**练习:**
改写下文这段RHI说明中介于“RHI线程负责派发、转译、提”与“理RHI层的所有数据和操作。”之间的内容(含首尾两处),并把其中的“命令队列”一律换成“指令队列”。

**** 节选原文 ****

概述
RHI封装了众多图形API(DirectX、OpenGL、Vulkan、Metal)之间的差异,为Game和Renderer模块提供了简便且一致的概念、数据、资源和接口,实现一份渲染代码跑在多个平台的目标。
RHI线程的工作是将渲染线程生成的RHI中间指令转译到对应指定图形API的GPU指令。如果渲染线程是并行生成的RHI中间指令,那么RHI线程也会并行转译。
同步
UE的渲染流程中,最多存在4种工作线程:游戏线程(Game Thread)、渲染线程(Render Thread)、RHI线程和GPU。
游戏线程是整个引擎的驱动者,提供所有的源数据和事件,以驱动渲染线程和RHI线程。游戏线程领先渲染线程不超过1帧,更具体地说如果第N帧的渲染线程在第N+1帧的游戏线程的Tick结束时还没有完成,那么游戏线程会被渲染线程卡住。反之,如果游戏线程负载过重,没能及时发送事件和数据给渲染线程,也会导致渲染线程卡住。
渲染线程负责产生RHI的中间命令,在适当的时机派发、刷新指令到RHI线程。因此,渲染线程的卡顿也可能导致RHI的卡顿。
RHI线程负责派发、转译、提交指令,且渲染的最后一步需要SwapBuffer,这一步需要等待GPU完成渲染工作。因此,渲染GPU的繁忙也会导致RHI线程的卡顿。
实现
基本类型
RHIResource
FRHIResource抽象了GPU侧的资源,也是各类RHI资源类型的父类。FRHIResource提供了:引用计数、延迟删除及追踪、运行时数据和标记等功能。其子类包括各种State资源、Shader、Uniform Buffer、Texture等。
RHICommand
FRHICommand是RHI模块的渲染指令基类,这些指令通常由渲染线程通过命令队列Push到RHI线程,在合适的时机由RHI线程执行。
FRHICommandListBase定义了命令队列所需的基本数据(命令列表、设备上下文)和接口(命令的刷新、等待、入队、派发等)。
FRHIComputeCommandList继承自FRHICommandListBase,定义了计算着色器相关的接口、GPU资源状态转换和着色器部分参数的设置。
FRHICommandList继承自FRHIComputeCommandList,定义了普通渲染管线的接口,包含VS、PS、GS的绑定,图元绘制,更多着色器参数的设置和资源状态转换,资源创建、更新和等待等。
FRHICommandContext & FDynamicRHI
IRHICommandContext是RHI的命令上下文接口类,定义了一组图形API相关的操作。FDynamicRHI是由动态绑定的RHI实现的接口。
传统图形API(D3D11、OpenGL)除了继承FDynamicRHI,还需要继承IRHICommandContextPSOFallback,因为需要借助后者的接口处理PSO的数据和行为,以保证传统和现代API对PSO的一致处理行为。而现代图形API(D3D12、Vulkan、Metal)不需要继承IRHICommandContext的任何继承体系的类型,单单直接继承FDynamicRHI就可以处理RHI层的所有数据和操作。
RHI命令执行
- 首先调用 FRHICommandList::DrawPrimitive,在其中根据是否开启Bypass进行不同处理。
- 若开启ByPass,则FRHICommandList将直接调用图形API上下文的接口,相当于同步调用图形API,此时的图形API运行于渲染线程
- 若未开启ByPass,则使用ALLOC_COMMAND宏构造 FRHICommandDrawPrimitive 命令,ALLOC_COMMAND展开后实际上是一个placement new,并且其中使用FRHICOMMAND_MACRO宏构造的FRHICommandDrawPrimitive命令,该命令并不会立即执行,而是通过placement new加入FRHICommandListBase维护的命令链表。

**** 数据行 ****

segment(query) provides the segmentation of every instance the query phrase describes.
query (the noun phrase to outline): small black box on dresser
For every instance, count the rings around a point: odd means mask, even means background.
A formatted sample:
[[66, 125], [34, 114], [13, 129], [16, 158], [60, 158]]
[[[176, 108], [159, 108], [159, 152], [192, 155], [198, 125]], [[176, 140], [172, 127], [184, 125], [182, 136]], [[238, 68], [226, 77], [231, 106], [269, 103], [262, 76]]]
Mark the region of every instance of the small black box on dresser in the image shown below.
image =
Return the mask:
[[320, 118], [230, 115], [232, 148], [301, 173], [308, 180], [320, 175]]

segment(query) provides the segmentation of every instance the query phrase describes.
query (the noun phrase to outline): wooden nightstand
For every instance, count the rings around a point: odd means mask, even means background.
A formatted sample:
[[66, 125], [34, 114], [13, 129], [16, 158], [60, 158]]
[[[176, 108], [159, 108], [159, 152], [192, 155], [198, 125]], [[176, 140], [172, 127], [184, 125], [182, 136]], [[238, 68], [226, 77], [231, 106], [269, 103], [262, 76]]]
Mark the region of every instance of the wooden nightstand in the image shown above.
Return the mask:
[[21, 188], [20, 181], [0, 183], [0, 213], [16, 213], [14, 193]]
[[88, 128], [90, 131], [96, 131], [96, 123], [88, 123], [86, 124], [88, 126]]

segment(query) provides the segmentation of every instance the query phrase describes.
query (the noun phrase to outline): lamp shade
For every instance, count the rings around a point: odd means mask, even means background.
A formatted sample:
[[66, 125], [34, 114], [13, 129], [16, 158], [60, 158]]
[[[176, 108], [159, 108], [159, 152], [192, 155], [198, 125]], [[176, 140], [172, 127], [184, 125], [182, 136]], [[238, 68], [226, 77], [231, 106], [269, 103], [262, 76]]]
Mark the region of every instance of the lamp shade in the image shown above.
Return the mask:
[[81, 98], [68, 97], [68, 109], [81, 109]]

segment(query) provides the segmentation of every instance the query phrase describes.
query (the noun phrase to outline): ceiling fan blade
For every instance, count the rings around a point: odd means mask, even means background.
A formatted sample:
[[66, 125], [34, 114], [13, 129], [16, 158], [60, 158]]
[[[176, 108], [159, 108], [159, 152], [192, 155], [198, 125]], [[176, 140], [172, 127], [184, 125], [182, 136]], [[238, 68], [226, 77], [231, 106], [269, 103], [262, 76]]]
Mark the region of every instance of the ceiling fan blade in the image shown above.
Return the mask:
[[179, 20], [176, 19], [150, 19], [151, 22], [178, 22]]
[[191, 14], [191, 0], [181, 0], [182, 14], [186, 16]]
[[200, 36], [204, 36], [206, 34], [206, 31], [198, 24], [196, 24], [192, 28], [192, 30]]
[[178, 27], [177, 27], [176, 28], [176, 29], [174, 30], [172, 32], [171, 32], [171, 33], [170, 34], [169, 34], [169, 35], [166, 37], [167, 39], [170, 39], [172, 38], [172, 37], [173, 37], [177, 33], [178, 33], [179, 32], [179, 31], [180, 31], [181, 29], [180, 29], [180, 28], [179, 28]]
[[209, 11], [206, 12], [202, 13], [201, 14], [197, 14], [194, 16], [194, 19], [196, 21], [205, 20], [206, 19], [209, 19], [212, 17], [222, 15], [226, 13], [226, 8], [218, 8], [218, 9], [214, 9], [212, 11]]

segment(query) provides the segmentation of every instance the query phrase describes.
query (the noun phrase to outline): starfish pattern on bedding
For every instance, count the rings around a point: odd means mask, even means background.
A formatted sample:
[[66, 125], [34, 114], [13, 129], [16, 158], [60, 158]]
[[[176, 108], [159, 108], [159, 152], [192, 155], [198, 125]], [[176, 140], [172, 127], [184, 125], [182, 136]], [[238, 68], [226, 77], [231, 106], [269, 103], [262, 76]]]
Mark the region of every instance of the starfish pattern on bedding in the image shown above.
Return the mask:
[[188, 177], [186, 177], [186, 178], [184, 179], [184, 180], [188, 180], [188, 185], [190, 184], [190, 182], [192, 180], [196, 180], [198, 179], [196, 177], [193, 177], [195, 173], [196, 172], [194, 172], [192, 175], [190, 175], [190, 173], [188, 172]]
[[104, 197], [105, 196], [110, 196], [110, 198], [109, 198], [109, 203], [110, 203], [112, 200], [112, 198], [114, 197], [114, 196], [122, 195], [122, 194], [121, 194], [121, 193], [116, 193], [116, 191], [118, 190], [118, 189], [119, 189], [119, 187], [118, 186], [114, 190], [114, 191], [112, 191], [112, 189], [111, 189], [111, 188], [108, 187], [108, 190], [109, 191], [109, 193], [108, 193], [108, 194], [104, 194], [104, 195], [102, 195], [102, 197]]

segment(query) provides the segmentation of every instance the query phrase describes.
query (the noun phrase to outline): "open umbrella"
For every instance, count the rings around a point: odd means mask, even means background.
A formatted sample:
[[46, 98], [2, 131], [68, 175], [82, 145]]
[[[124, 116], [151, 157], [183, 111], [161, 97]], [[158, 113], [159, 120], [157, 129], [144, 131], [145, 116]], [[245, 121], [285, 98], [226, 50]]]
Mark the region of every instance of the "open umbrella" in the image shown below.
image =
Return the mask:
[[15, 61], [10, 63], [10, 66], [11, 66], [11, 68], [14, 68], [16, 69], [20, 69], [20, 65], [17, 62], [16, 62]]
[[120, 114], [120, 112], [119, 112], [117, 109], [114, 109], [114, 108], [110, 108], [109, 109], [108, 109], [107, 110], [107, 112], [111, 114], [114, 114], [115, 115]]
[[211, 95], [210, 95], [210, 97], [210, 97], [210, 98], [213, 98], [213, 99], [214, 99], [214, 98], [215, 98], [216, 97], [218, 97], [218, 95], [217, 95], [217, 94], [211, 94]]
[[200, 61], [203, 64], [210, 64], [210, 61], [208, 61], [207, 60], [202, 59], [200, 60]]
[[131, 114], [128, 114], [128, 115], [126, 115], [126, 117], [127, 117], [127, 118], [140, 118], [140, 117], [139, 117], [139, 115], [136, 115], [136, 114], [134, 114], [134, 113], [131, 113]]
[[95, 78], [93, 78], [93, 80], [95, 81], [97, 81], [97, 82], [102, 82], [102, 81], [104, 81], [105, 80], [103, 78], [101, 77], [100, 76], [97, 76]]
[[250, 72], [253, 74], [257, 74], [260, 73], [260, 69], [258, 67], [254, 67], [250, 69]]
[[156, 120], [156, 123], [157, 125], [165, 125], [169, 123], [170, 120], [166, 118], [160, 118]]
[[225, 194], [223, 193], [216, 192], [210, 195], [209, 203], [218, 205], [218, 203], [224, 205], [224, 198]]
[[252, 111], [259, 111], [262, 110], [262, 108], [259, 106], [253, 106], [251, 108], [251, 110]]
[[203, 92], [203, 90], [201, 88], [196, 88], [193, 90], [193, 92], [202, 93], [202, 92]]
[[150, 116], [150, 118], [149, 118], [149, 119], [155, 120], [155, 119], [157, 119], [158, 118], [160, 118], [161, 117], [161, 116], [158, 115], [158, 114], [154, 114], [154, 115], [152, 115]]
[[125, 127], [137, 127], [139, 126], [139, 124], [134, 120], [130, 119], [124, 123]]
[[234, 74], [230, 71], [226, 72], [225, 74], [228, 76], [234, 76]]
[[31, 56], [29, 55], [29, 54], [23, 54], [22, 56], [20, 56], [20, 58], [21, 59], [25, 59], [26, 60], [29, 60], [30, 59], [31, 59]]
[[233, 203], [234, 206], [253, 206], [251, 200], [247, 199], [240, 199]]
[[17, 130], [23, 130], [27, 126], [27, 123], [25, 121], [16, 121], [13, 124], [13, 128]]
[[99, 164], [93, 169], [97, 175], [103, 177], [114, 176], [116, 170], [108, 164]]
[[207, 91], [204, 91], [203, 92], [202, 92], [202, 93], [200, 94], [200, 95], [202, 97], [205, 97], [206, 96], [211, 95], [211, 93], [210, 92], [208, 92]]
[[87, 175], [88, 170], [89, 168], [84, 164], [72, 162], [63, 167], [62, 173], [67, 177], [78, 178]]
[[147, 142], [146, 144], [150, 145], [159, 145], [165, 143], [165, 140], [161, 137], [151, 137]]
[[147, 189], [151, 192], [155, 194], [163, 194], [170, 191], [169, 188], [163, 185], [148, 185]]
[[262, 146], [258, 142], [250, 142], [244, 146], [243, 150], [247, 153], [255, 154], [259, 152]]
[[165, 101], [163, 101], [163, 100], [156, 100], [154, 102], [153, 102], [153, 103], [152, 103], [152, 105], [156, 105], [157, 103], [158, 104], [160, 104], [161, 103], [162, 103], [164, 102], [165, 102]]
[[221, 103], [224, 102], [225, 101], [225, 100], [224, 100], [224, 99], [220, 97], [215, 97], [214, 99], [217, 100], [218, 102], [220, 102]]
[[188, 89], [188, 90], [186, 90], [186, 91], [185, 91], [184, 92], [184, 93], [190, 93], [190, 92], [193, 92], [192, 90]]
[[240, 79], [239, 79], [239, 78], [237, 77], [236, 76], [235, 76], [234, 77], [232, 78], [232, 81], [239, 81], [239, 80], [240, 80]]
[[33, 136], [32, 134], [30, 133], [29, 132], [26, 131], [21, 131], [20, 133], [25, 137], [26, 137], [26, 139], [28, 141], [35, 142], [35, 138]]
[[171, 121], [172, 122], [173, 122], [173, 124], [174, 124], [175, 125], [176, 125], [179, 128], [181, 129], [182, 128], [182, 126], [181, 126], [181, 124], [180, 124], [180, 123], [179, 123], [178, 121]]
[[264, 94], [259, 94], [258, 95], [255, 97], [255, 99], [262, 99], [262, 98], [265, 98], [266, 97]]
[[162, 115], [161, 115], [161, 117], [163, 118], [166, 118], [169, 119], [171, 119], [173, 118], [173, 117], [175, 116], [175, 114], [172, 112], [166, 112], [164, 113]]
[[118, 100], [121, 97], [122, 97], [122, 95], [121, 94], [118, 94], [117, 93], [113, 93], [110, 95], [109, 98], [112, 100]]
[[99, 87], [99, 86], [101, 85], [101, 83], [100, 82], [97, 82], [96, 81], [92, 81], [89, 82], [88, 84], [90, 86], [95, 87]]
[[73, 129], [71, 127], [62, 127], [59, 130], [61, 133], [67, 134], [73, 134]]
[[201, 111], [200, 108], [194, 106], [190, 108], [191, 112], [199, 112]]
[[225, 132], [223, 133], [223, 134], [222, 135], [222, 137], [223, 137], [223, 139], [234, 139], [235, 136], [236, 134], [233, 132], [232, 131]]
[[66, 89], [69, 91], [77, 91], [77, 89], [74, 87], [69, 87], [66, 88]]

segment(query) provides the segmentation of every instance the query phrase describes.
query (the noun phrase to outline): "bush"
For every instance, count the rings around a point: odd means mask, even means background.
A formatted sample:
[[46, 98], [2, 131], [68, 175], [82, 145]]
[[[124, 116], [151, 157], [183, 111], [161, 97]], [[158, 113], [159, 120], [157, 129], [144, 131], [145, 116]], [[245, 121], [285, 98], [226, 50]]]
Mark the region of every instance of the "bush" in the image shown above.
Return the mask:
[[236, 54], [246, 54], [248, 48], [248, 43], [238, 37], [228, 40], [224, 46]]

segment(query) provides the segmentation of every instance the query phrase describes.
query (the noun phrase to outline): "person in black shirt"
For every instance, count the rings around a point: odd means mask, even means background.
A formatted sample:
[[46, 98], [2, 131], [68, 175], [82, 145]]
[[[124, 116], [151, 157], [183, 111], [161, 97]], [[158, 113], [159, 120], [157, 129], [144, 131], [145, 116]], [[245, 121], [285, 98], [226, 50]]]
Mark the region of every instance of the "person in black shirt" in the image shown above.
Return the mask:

****

**任务输出:**
RHI线程负责派发、转译、提交指令,且渲染的最后一步需要SwapBuffer,这一步需要等待GPU完成渲染工作。因此,渲染GPU的繁忙也会导致RHI线程的卡顿。
实现
基本类型
RHIResource
FRHIResource抽象了GPU侧的资源,也是各类RHI资源类型的父类。FRHIResource提供了:引用计数、延迟删除及追踪、运行时数据和标记等功能。其子类包括各种State资源、Shader、Uniform Buffer、Texture等。
RHICommand
FRHICommand是RHI模块的渲染指令基类,这些指令通常由渲染线程通过指令队列Push到RHI线程,在合适的时机由RHI线程执行。
FRHICommandListBase定义了指令队列所需的基本数据(命令列表、设备上下文)和接口(命令的刷新、等待、入队、派发等)。
FRHIComputeCommandList继承自FRHICommandListBase,定义了计算着色器相关的接口、GPU资源状态转换和着色器部分参数的设置。
FRHICommandList继承自FRHIComputeCommandList,定义了普通渲染管线的接口,包含VS、PS、GS的绑定,图元绘制,更多着色器参数的设置和资源状态转换,资源创建、更新和等待等。
FRHICommandContext & FDynamicRHI
IRHICommandContext是RHI的命令上下文接口类,定义了一组图形API相关的操作。FDynamicRHI是由动态绑定的RHI实现的接口。
传统图形API(D3D11、OpenGL)除了继承FDynamicRHI,还需要继承IRHICommandContextPSOFallback,因为需要借助后者的接口处理PSO的数据和行为,以保证传统和现代API对PSO的一致处理行为。而现代图形API(D3D12、Vulkan、Metal)不需要继承IRHICommandContext的任何继承体系的类型,单单直接继承FDynamicRHI就可以处理RHI层的所有数据和操作。